Which lines in the listing below contain the word "large"? List each of those lines in full, treating uppercase and lowercase as different.

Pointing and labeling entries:
________
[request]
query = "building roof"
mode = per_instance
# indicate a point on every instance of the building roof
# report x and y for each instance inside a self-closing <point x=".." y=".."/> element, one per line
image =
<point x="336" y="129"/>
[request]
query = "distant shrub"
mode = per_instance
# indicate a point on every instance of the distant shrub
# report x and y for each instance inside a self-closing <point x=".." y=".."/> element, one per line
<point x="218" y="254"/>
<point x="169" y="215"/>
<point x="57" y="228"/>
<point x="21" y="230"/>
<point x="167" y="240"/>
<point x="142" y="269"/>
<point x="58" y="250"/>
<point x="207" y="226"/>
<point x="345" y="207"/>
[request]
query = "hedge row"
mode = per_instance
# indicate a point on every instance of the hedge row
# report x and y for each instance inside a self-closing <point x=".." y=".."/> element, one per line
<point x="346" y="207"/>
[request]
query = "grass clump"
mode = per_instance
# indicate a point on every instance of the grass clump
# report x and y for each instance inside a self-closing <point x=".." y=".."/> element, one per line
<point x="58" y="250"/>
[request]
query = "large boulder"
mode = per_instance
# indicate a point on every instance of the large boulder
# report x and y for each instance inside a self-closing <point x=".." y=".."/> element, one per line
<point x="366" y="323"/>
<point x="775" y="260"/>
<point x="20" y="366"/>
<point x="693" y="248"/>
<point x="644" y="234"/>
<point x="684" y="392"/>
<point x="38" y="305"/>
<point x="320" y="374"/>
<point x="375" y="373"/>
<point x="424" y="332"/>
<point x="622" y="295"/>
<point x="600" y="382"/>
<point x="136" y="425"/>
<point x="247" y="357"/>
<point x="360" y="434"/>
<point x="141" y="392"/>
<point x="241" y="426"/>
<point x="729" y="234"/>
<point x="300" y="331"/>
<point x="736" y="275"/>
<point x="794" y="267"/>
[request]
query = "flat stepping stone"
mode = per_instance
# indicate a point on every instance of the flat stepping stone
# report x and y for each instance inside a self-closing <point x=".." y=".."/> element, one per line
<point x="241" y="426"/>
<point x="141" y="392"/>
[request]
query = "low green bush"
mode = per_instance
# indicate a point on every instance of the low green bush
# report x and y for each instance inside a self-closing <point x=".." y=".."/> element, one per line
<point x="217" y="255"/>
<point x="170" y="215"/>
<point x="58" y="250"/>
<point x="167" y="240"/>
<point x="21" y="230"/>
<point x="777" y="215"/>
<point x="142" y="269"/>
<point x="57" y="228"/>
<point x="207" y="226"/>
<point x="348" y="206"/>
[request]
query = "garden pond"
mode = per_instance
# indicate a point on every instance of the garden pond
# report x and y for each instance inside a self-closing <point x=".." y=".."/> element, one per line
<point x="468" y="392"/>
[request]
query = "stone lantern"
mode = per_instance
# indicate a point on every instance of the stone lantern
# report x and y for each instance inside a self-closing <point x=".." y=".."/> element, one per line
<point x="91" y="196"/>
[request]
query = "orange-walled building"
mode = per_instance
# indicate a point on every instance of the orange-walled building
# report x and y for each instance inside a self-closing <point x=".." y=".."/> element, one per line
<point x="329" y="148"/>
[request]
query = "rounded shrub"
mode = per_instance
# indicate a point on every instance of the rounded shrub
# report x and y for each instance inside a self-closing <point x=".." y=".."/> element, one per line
________
Result ::
query = "large boulder"
# indicate a point on every instance of the large boulder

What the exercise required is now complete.